Document extract:
■ ■ ■ ■ ■

Navratri is a sanskrit word which means nine nights. During these days, nine forms of Shakti is worshipped each day. Vow is observed by the devotees to seek for the blessings of Shakti. In order to complete the fast, devotees organize a Kanya Pujan on the last day of Navratri. These days are celebrated by each and every Hindu as these are meant to be very auspicious.
Navratri : Nine Forms Of Goddess Durga
Navratri is one of the most celebrated festivals of our country. Navratri literally means the festival of nine pious nights. Goddess Durga is venerated during these nine days in her three supreme forms.
Goddess Durga embodies the representation of creation, power, and destruction. Her blessings are bestowed on us in the form of Durga, Lakshmi, and Saraswati on Navratri. In the first three days of Navratri, the Goddess is venerated as Durga, the following three days, Lakshmi is worshiped and the concluding days are dedicated to Saraswati.
Navratri : The 5 Navratras
There are five kinds of Navaratri. They can be categorized as:
- Vasant Navratri (Chaitra Navratri) : Vasanta Navratri will start from March 28 and will end on April 5, 2017
- Ashadh Navratri (Gupt Navratri) : Gupt Navratri will start from June 24 and will end till July 3, 2017.
- Sharad Navratri : Sharad Navratri will start from September 21 and last till September 30, 2017.
- Paush Navratri : Paush Navratri will be observed from December 26, 2017 to January 2, 2018.
- Magha Navratri : Magha Navratri dates are from January 28 to February 6, 2017)
Ghatasthapana invokes the coming of Goddess Durga; therefore, special care is taken while performing the ritual. Ghatasthapana is prohibited during Amavasya and dark light. The same is going to be followed in Navratri 2017. It is believed that if such meticulous care is not taken, it would bring the wrath of Goddess Durga.
Navaratri is the longest Hindu festival where each of its nine days holds its own significance. Navratri commences with Pratipada and ends with Navami. Vijayadashami is the tenth day of Navratri festival that symbolizes the winning of purity over evil.
Let’s give you the aroma of the Navratri mood beginning with the importance of each day of the festival.

■ ■ ■ ■ ■

Set of tasks:
1. Quote the Navratri page word for word, starting at "- Paush Navratri" and ending at "of the festival.".
2. Shorten the paragraph of the Navratri page that begins "Goddess Durga embodies", keeping its main facts.

■ ■ ■ ■ ■

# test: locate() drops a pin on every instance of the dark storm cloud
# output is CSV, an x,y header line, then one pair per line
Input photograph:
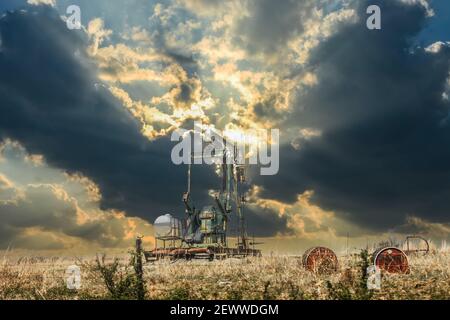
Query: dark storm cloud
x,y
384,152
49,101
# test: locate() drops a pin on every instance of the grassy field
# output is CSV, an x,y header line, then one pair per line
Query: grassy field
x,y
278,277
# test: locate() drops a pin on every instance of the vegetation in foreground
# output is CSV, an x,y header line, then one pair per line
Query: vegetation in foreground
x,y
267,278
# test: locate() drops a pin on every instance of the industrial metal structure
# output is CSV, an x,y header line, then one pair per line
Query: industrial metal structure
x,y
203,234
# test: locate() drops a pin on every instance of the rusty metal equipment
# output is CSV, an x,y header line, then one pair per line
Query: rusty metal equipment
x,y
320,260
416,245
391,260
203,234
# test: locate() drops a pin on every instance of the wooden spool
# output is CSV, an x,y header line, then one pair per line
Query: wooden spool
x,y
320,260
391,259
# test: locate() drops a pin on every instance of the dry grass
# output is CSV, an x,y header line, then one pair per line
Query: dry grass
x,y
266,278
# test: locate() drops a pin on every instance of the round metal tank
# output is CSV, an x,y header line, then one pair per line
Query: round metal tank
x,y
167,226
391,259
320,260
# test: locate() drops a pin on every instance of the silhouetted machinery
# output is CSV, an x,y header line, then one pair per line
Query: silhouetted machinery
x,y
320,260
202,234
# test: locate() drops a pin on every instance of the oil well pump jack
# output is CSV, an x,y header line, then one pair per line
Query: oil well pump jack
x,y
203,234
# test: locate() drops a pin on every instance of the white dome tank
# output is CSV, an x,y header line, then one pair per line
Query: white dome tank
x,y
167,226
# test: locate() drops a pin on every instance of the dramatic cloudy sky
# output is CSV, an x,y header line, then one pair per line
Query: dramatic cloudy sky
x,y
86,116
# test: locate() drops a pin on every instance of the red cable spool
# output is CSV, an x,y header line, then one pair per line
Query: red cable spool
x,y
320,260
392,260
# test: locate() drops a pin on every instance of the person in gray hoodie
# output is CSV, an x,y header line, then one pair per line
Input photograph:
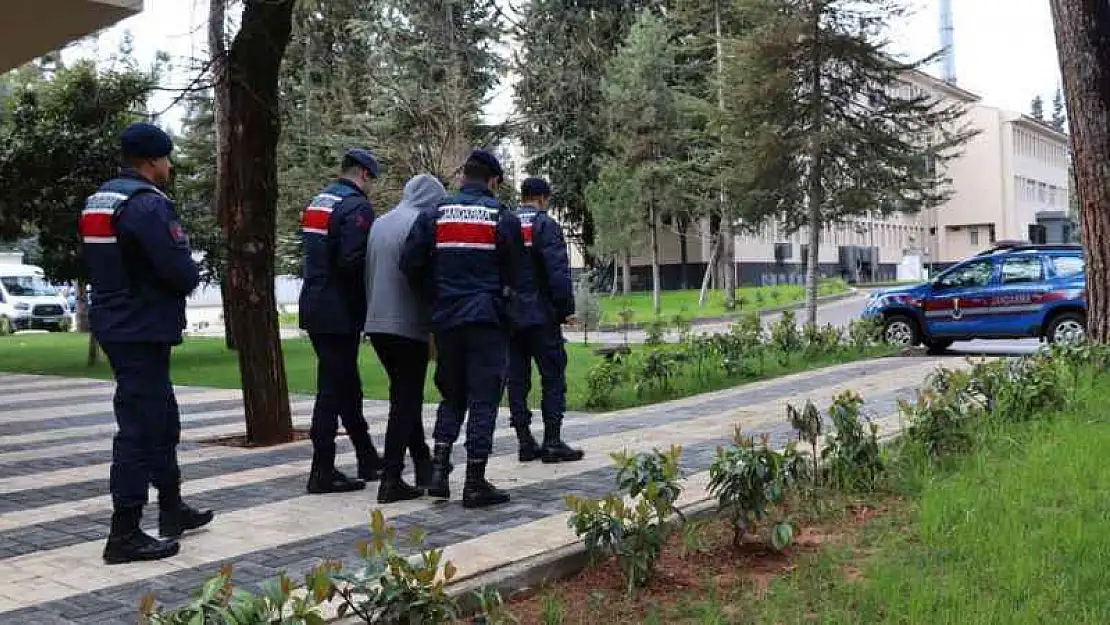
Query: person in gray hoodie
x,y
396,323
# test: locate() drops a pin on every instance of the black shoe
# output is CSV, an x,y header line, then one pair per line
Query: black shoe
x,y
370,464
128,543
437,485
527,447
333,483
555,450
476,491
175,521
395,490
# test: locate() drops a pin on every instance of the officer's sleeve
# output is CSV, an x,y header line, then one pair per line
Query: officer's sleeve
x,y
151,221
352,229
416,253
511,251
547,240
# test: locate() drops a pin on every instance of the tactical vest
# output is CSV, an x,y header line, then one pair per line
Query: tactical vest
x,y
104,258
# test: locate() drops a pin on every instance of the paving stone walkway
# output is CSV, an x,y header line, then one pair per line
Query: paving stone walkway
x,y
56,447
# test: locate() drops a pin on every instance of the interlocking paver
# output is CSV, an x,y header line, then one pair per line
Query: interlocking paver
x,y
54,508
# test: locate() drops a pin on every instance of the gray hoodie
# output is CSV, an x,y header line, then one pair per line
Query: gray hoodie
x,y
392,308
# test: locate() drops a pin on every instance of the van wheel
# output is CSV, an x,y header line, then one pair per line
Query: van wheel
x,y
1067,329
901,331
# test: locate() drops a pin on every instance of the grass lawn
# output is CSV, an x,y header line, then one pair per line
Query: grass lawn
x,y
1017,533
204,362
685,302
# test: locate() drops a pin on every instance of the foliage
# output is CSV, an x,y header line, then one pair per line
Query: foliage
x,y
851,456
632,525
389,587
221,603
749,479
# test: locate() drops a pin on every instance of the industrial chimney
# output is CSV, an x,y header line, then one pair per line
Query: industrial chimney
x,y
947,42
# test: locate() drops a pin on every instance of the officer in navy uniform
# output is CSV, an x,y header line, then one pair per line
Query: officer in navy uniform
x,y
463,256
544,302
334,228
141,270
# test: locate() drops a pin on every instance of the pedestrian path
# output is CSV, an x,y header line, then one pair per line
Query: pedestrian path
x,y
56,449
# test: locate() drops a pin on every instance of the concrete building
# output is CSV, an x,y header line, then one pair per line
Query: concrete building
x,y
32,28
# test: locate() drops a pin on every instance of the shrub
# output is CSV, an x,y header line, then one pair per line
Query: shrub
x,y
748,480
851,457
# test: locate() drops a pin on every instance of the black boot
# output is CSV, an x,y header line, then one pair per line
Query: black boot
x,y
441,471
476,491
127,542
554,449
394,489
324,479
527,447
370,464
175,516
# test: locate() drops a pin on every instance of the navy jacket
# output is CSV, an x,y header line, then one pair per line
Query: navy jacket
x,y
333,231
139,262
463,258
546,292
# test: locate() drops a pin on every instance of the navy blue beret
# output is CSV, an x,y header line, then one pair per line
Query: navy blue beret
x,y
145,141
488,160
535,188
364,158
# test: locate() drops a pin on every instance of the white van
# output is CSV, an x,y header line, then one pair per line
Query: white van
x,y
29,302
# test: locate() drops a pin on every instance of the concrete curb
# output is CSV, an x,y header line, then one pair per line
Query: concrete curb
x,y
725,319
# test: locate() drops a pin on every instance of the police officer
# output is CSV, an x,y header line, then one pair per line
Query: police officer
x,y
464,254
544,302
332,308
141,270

■ ■ ■ ■ ■

Answers to the exercise:
1.
- Paush Navratri : Paush Navratri will be observed from December 26, 2017 to January 2, 2018.
- Magha Navratri : Magha Navratri dates are from January 28 to February 6, 2017)
Ghatasthapana invokes the coming of Goddess Durga; therefore, special care is taken while performing the ritual. Ghatasthapana is prohibited during Amavasya and dark light. The same is going to be followed in Navratri 2017. It is believed that if such meticulous care is not taken, it would bring the wrath of Goddess Durga.
Navaratri is the longest Hindu festival where each of its nine days holds its own significance. Navratri commences with Pratipada and ends with Navami. Vijayadashami is the tenth day of Navratri festival that symbolizes the winning of purity over evil.
Let’s give you the aroma of the Navratri mood beginning with the importance of each day of the festival.

2. Goddess Durga represents creation, power, and destruction. During Navratri her blessings come as Durga, Lakshmi, and Saraswati. She is worshiped as Durga for the first three days, as Lakshmi for the next three, and as Saraswati on the final days.